Segment Start: Excerpted passage

Thanks to the technology behind ChatGPT, it’s become surprisingly simple to query a data set in plain English.
As with most generative AI, results from OpenAI’s API are still imperfect, which means you can’t just trust them. Fortunately, you can now write code to ask GPT how it would calculate a response—and then you can run the code yourself if you agree with the approach. This means you’ll be able to ask natural language questions like, “What were total sales by region last year?” and be confident in accuracy of the response.
Here’s a quick-and-dirty technique for setting up a natural language query of your own database with GPT:
- Put the structure of your data, a few sample rows, or both into a single text string.
- Craft a “prompt” to the AI with that information plus your natural language question.
- Send the prompt to OpenAI’s GPT-3.5-turbo API and request an SQL query to answer your question.
- Run the SQL that comes back on your data set to calculate your answer.
- (Optional) Create an interactive application to make it easy to query a data set in plain English.
This method has several advantages when handling real-world data. By sending only the data structure and some sample rows (which could include fake data), there’s no need to send actual sensitive data to OpenAI. There’s also no worry if your data is too big for OpenAI’s prompt size limits. And, by requesting SQL instead of a final answer, the ability to check how GPT generates its answer is baked into the process.

Segment End: Excerpted passage

● **Questions**:
1. In the article on querying data with GPT, return the passage starting at "Here’s a quick-and-dirty" and ending at "answer your question.".
2. According to the article on querying data with GPT, which OpenAI API should the prompt be sent to?
3. What are all the steps the article on querying data with GPT gives for setting up a natural language query of your own database?

Segment Start: Extracted records

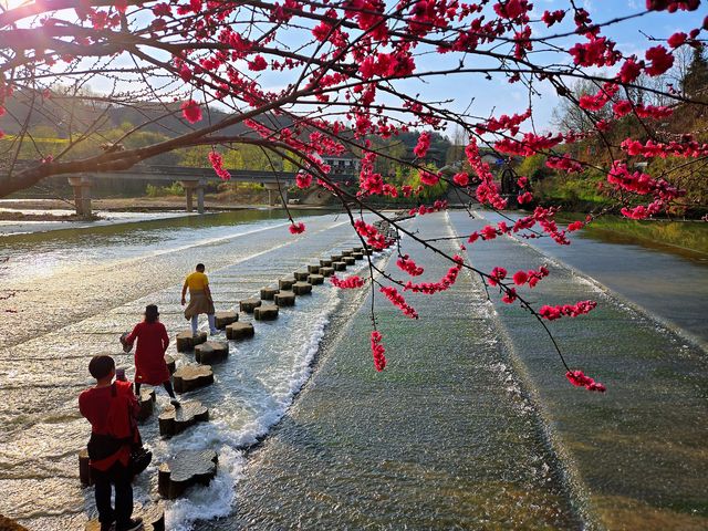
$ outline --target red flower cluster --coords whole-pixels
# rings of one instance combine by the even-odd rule
[[[414,262],[413,260],[410,260],[408,258],[408,254],[404,254],[403,257],[400,257],[397,261],[396,261],[396,266],[398,266],[398,269],[400,269],[402,271],[405,271],[406,273],[408,273],[410,277],[419,277],[424,273],[424,269],[419,268],[416,262]]]
[[[223,168],[223,157],[218,152],[210,152],[209,162],[211,163],[211,167],[217,173],[217,175],[221,178],[221,180],[229,180],[231,178],[231,174],[227,169]]]
[[[413,291],[414,293],[425,293],[426,295],[431,295],[434,293],[438,293],[440,291],[449,290],[452,284],[457,281],[457,275],[462,269],[462,257],[459,254],[455,254],[452,257],[455,260],[455,266],[452,266],[445,277],[442,277],[437,282],[423,282],[420,284],[414,284],[408,281],[404,287],[404,291]]]
[[[430,148],[430,133],[425,131],[420,133],[420,136],[418,137],[418,143],[416,144],[416,147],[413,148],[413,153],[418,158],[425,158],[429,148]]]
[[[384,345],[381,344],[381,340],[383,340],[381,332],[374,330],[372,332],[371,340],[372,355],[374,356],[374,366],[379,373],[386,367],[386,356],[384,356],[384,352],[386,352],[386,348],[384,348]]]
[[[343,290],[354,290],[364,285],[364,280],[356,274],[347,277],[344,280],[340,280],[336,274],[333,274],[330,277],[330,282],[332,282],[336,288],[341,288]]]
[[[305,231],[305,223],[292,223],[288,230],[291,235],[300,235]]]
[[[585,376],[582,371],[569,371],[565,373],[568,381],[575,387],[585,387],[587,391],[604,393],[607,388],[600,382],[595,382],[590,376]]]
[[[410,319],[418,319],[418,312],[416,312],[415,309],[406,302],[396,288],[393,285],[385,285],[378,291],[386,295],[386,299],[388,299],[394,306],[399,308],[404,315]]]
[[[201,110],[199,108],[199,104],[194,100],[183,103],[179,108],[181,108],[181,115],[190,124],[196,124],[201,119]]]
[[[539,309],[539,315],[548,321],[555,321],[563,315],[576,317],[590,313],[597,306],[595,301],[580,301],[575,304],[559,304],[558,306],[543,305]]]

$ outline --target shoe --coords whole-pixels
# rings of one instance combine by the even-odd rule
[[[116,527],[115,529],[116,529],[116,531],[138,531],[139,529],[144,529],[143,528],[143,519],[142,518],[134,518],[132,520],[128,520],[127,523],[121,525],[119,528]]]

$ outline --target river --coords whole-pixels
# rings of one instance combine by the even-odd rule
[[[446,237],[492,216],[407,223]],[[302,219],[308,231],[296,237],[282,212],[246,211],[1,239],[0,513],[30,529],[82,529],[93,500],[77,480],[88,429],[76,395],[91,383],[90,357],[108,352],[131,367],[116,337],[147,303],[159,305],[170,335],[186,327],[178,292],[197,261],[227,309],[358,244],[344,217]],[[596,314],[552,330],[606,395],[568,385],[538,325],[493,293],[487,302],[467,274],[447,293],[410,296],[419,321],[377,302],[389,358],[378,374],[366,293],[324,285],[258,323],[251,342],[215,365],[216,384],[188,395],[210,407],[209,423],[167,440],[155,417],[143,425],[155,460],[136,481],[137,500],[156,498],[156,464],[209,447],[218,476],[167,503],[168,529],[705,529],[705,264],[579,242],[592,260],[511,239],[475,243],[467,256],[483,270],[550,263],[553,275],[534,292],[543,302],[597,299]],[[670,263],[680,315],[652,303],[650,281],[637,280],[636,293],[612,285],[635,279],[637,252],[647,279]],[[395,270],[386,253],[375,260]],[[425,280],[447,270],[426,253],[419,261]],[[657,290],[665,296],[664,284]],[[167,398],[157,394],[159,408]]]

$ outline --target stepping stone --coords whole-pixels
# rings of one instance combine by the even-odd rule
[[[175,358],[169,354],[165,354],[165,363],[167,364],[167,371],[169,371],[170,376],[175,374],[175,371],[177,371]]]
[[[261,300],[263,301],[272,301],[275,293],[278,293],[278,288],[261,288]]]
[[[173,385],[177,393],[187,393],[211,384],[214,372],[210,365],[183,365],[173,376]]]
[[[226,327],[226,337],[228,340],[243,340],[253,337],[256,331],[251,323],[232,323]]]
[[[219,330],[226,329],[227,324],[236,323],[239,314],[236,312],[217,312],[214,314],[215,325]]]
[[[217,475],[217,452],[184,450],[159,466],[157,491],[168,500],[179,498],[192,485],[209,485]]]
[[[259,321],[273,321],[278,319],[278,306],[275,304],[263,304],[253,311],[253,317]]]
[[[295,282],[292,284],[292,291],[295,295],[309,295],[312,293],[312,284],[309,282]]]
[[[189,426],[209,420],[209,409],[199,400],[185,400],[181,407],[176,408],[171,404],[163,409],[157,417],[159,423],[159,435],[171,437],[180,434]]]
[[[320,268],[320,274],[322,277],[332,277],[334,274],[334,268]]]
[[[79,479],[84,487],[93,485],[91,467],[88,466],[88,450],[86,448],[79,450]]]
[[[177,352],[194,351],[196,345],[200,345],[205,341],[207,341],[206,332],[197,332],[194,335],[191,330],[185,330],[177,334]]]
[[[243,299],[239,303],[239,308],[242,312],[253,313],[253,310],[261,305],[260,299]]]
[[[143,421],[149,418],[155,410],[155,389],[140,389],[140,396],[137,402],[140,405],[140,410],[137,414],[137,419]]]
[[[134,507],[133,517],[139,517],[143,519],[142,529],[144,531],[165,531],[165,508],[163,508],[162,503],[150,504],[149,508],[140,508],[139,506]],[[0,529],[4,530],[6,528],[0,525]],[[101,531],[101,522],[98,522],[97,518],[90,520],[86,522],[86,527],[84,529],[85,531]]]
[[[279,306],[294,306],[295,293],[292,291],[281,291],[273,299]]]
[[[207,341],[195,346],[195,360],[202,365],[222,362],[227,357],[229,357],[229,344],[226,341]]]
[[[295,278],[298,282],[308,280],[309,274],[310,274],[310,271],[295,271],[294,273],[292,273],[292,275]]]
[[[280,279],[278,281],[278,288],[282,291],[282,290],[290,290],[292,288],[292,284],[294,284],[295,282],[298,282],[295,279]]]

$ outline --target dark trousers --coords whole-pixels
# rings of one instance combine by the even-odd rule
[[[117,528],[127,524],[133,516],[133,475],[128,467],[116,462],[105,472],[93,468],[91,473],[96,487],[98,521],[116,521]],[[115,486],[115,509],[111,507],[111,483]]]

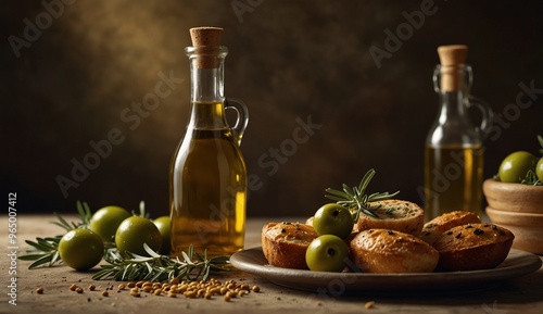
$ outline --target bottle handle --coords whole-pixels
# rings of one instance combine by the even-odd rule
[[[492,125],[492,118],[494,117],[494,112],[484,100],[470,95],[466,98],[466,108],[471,108],[471,106],[477,108],[482,114],[481,124],[478,127],[476,127],[476,130],[481,136],[481,138],[484,138]]]
[[[243,133],[245,133],[247,125],[249,124],[249,110],[245,103],[237,98],[226,98],[225,109],[233,109],[238,114],[236,124],[230,129],[232,130],[233,138],[239,146],[241,145],[241,138],[243,137]]]

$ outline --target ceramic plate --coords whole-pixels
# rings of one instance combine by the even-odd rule
[[[280,268],[268,265],[262,248],[232,254],[230,263],[238,269],[262,276],[269,281],[294,289],[318,292],[440,292],[477,290],[496,282],[538,271],[538,255],[512,249],[507,259],[496,268],[469,272],[416,274],[328,273]]]

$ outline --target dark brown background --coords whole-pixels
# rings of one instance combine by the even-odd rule
[[[401,198],[421,203],[440,45],[470,47],[472,92],[496,113],[515,108],[519,84],[543,89],[541,1],[72,2],[20,58],[10,36],[24,39],[25,18],[35,24],[46,8],[9,1],[0,12],[1,185],[4,197],[17,192],[20,212],[73,212],[76,200],[93,210],[136,210],[144,200],[153,215],[167,213],[169,159],[188,121],[184,48],[193,26],[225,28],[226,93],[250,108],[242,151],[248,172],[262,181],[250,192],[253,216],[312,214],[326,202],[327,187],[355,185],[370,167],[371,191],[401,190]],[[433,13],[378,67],[370,47],[383,49],[387,29],[395,33],[406,14],[432,3]],[[47,25],[45,18],[38,23]],[[121,113],[153,92],[161,72],[184,81],[130,129]],[[487,140],[485,177],[507,153],[538,151],[543,93],[536,97]],[[258,163],[293,138],[296,118],[308,116],[321,128],[307,142],[276,172]],[[55,177],[71,177],[71,160],[81,161],[92,151],[89,141],[106,139],[113,128],[124,142],[64,198]]]

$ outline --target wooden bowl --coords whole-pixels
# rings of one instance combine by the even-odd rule
[[[543,214],[487,208],[487,215],[493,224],[509,229],[515,235],[513,248],[543,254]]]
[[[543,186],[487,179],[482,184],[482,190],[489,206],[493,210],[543,214]]]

Segment End: Extracted records

● **Answer section**:
1.
Here’s a quick-and-dirty technique for setting up a natural language query of your own database with GPT:
- Put the structure of your data, a few sample rows, or both into a single text string.
- Craft a “prompt” to the AI with that information plus your natural language question.
- Send the prompt to OpenAI’s GPT-3.5-turbo API and request an SQL query to answer your question.

2. OpenAI's GPT-3.5-turbo API.

3.
- Put the structure of your data, a few sample rows, or both into a single text string.
- Craft a "prompt" to the AI with that information plus your natural language question.
- Send the prompt to OpenAI's GPT-3.5-turbo API and request an SQL query to answer your question.
- Run the SQL that comes back on your data set to calculate your answer.
- (Optional) Create an interactive application to make it easy to query a data set in plain English.